## TASK INSTRUCTIONS
Show each line of the listing below that contains the string "child", copying the whole line. Treat uppercase and lowercase letters as different.

## RECORDS SHOWN

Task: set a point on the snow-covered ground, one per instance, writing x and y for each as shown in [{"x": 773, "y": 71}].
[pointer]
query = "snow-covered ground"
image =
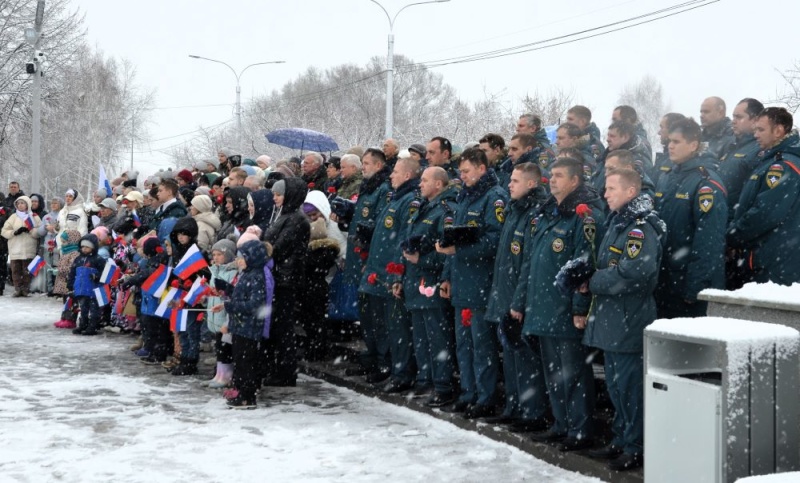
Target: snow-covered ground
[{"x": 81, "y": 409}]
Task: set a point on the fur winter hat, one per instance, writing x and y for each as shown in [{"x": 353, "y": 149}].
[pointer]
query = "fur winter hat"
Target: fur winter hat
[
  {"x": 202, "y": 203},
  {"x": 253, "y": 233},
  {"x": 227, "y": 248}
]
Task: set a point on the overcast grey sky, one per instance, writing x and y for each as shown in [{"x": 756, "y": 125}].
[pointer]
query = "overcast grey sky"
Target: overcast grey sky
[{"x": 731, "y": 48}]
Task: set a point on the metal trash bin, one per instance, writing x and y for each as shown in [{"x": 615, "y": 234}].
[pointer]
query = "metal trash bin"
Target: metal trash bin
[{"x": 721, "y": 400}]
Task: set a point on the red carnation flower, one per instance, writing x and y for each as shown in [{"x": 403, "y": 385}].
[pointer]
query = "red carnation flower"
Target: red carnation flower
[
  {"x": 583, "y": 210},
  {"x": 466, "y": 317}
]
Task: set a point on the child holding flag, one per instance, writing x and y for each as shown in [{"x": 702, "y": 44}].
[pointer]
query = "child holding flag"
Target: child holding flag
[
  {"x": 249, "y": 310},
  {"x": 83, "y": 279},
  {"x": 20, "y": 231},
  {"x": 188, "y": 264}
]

---

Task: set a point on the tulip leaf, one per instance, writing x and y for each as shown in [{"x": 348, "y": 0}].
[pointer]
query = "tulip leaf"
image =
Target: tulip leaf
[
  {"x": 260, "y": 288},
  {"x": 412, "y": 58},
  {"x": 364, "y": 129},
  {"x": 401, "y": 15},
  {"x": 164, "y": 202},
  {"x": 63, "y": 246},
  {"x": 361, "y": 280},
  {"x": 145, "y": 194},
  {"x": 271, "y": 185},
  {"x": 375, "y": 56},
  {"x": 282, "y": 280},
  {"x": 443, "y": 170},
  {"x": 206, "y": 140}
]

...

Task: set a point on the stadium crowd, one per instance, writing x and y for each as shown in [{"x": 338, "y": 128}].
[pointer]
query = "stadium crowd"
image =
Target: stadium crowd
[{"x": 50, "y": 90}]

## SOLUTION
Task: set a point on the child holding flag, one per instance, writing x and y for each as shown in [{"x": 702, "y": 44}].
query = "child holding flag"
Target: child holding flag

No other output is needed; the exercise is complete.